• **Short task**:
Rewrite all of the material below, replacing each occurrence of "place a point on" with "mark" and leaving every other word and line as it is.

+++ Data entries +++

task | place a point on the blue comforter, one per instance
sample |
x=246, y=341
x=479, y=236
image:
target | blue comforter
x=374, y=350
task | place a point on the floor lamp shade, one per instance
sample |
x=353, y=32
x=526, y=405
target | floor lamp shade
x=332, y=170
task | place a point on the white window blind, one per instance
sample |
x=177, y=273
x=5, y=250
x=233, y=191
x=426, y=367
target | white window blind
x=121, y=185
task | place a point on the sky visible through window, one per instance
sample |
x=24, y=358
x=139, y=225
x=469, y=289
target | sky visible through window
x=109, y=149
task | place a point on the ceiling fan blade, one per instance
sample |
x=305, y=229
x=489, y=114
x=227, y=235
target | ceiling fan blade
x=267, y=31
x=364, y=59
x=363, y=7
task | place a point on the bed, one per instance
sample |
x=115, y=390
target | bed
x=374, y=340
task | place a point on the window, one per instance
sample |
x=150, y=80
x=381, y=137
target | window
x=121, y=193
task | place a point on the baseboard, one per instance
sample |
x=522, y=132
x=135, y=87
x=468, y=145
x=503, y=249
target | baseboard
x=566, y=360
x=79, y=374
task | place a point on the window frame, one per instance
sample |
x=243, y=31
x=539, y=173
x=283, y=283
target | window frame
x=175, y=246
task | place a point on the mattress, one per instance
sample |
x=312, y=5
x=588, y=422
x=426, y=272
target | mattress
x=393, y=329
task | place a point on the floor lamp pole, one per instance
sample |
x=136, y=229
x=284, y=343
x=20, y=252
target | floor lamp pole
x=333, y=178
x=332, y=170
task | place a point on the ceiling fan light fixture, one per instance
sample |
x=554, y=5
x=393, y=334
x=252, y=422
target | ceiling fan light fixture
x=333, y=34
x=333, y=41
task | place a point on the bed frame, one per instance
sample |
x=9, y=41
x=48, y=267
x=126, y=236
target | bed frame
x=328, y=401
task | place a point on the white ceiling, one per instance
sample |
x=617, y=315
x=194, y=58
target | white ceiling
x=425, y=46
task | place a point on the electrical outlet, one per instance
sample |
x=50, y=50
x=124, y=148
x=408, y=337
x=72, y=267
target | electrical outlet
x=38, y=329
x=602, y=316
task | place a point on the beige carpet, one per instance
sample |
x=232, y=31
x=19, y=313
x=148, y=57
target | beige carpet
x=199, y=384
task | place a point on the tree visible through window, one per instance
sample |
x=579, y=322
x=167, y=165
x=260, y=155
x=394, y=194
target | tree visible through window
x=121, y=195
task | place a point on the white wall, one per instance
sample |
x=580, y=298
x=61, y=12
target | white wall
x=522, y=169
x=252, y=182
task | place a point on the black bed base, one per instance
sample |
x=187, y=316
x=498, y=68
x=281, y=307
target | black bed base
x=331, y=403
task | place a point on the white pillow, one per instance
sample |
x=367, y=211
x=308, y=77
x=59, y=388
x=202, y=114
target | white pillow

+++

• **Task result**:
task | mark the blue comforter, one per instance
sample |
x=246, y=341
x=479, y=236
image:
target | blue comforter
x=374, y=350
task | mark the floor lamp shade, one per instance
sample |
x=353, y=32
x=526, y=405
target | floor lamp shade
x=332, y=170
task | mark the white window blind, one per instance
sample |
x=177, y=273
x=5, y=250
x=233, y=191
x=426, y=367
target | white window blind
x=121, y=185
task | mark the sky visible through window, one per instance
sample |
x=24, y=358
x=139, y=225
x=469, y=289
target | sky visible through window
x=109, y=149
task | mark the ceiling fan blade, one per instance
sample |
x=305, y=229
x=489, y=114
x=227, y=235
target | ceiling fan blade
x=267, y=31
x=364, y=59
x=363, y=7
task | mark the bed, one per instance
sample |
x=115, y=390
target | bed
x=374, y=340
task | mark the window, one per instance
sample |
x=150, y=80
x=381, y=137
target | window
x=121, y=193
task | mark the baseboard, one per instance
sample |
x=522, y=132
x=135, y=87
x=468, y=145
x=503, y=249
target | baseboard
x=566, y=360
x=79, y=374
task | mark the window frame, one per instance
sample |
x=243, y=31
x=539, y=173
x=283, y=283
target | window frame
x=175, y=246
task | mark the mattress, one per instance
sample |
x=312, y=5
x=588, y=422
x=426, y=272
target | mattress
x=393, y=329
task | mark the floor lamp pole, one per instance
sample |
x=136, y=229
x=284, y=343
x=20, y=252
target | floor lamp pole
x=333, y=178
x=332, y=170
task | mark the ceiling fan light fixture, one per instance
sample |
x=554, y=5
x=393, y=334
x=252, y=422
target | ceiling fan light fixture
x=333, y=34
x=333, y=41
task | mark the bed frame, one per instance
sample |
x=9, y=41
x=48, y=267
x=126, y=236
target | bed frame
x=328, y=401
task | mark the white ceiling, one per instance
sample |
x=617, y=315
x=194, y=58
target | white ceiling
x=425, y=46
task | mark the electrical outlet, one per instance
sample |
x=50, y=50
x=124, y=148
x=408, y=337
x=72, y=267
target | electrical outlet
x=38, y=329
x=602, y=316
task | mark the beige carpet, one per instance
sample |
x=232, y=31
x=19, y=313
x=148, y=57
target | beige carpet
x=199, y=384
task | mark the tree visible through window, one per instance
sample |
x=579, y=322
x=167, y=165
x=260, y=155
x=394, y=194
target | tree visible through window
x=121, y=195
task | mark the white wall, one per instance
sample |
x=580, y=298
x=61, y=12
target | white wall
x=522, y=169
x=252, y=182
task | mark the black bed base, one per instance
sample |
x=187, y=316
x=498, y=68
x=281, y=307
target | black bed base
x=331, y=403
task | mark the white pillow, one per instance
sample |
x=367, y=211
x=308, y=77
x=59, y=388
x=202, y=114
target | white pillow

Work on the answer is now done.